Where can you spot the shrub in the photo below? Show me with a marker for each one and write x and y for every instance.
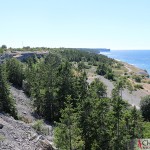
(137, 79)
(39, 127)
(145, 107)
(138, 86)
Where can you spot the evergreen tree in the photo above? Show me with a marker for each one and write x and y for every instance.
(67, 133)
(6, 101)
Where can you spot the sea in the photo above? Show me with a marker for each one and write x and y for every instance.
(138, 58)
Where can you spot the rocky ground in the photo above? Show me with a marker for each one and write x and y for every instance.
(133, 98)
(20, 135)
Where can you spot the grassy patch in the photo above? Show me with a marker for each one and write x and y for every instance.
(39, 127)
(2, 137)
(146, 131)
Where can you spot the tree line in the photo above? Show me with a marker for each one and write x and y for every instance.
(84, 117)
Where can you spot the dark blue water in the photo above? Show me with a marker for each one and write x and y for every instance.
(138, 58)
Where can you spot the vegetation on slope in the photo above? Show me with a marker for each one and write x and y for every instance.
(85, 117)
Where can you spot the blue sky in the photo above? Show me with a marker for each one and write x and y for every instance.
(114, 24)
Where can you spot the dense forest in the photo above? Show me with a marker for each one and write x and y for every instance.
(83, 115)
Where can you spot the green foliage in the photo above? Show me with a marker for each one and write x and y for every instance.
(2, 137)
(146, 131)
(1, 50)
(67, 133)
(4, 47)
(39, 127)
(145, 107)
(85, 117)
(6, 101)
(137, 78)
(15, 71)
(138, 86)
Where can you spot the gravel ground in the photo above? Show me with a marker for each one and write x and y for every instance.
(19, 135)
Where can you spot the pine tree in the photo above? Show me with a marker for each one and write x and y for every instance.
(6, 101)
(67, 133)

# Instructions to follow
From the line holding "Where can you spot the dense" to the final line of the data, repeat every line exactly. Leave out all the rest.

# Exercise response
Where can you spot the dense forest in the photo above? Show me with a marker for each one and write x and y for every instance.
(83, 115)
Where can you spot the green foliage in the photo above? Show me with a marker for each one and write x and y for every instance.
(2, 137)
(146, 131)
(1, 50)
(67, 133)
(4, 47)
(39, 127)
(145, 107)
(85, 117)
(6, 101)
(137, 78)
(15, 71)
(138, 86)
Where can you spot the gravel ground in the photo above? Show me with a marker for each one and write x and y for every instance.
(19, 135)
Where can you spot the pine tree in the photo above? Show me with a marker for each one and write x and y for every instance.
(6, 101)
(67, 133)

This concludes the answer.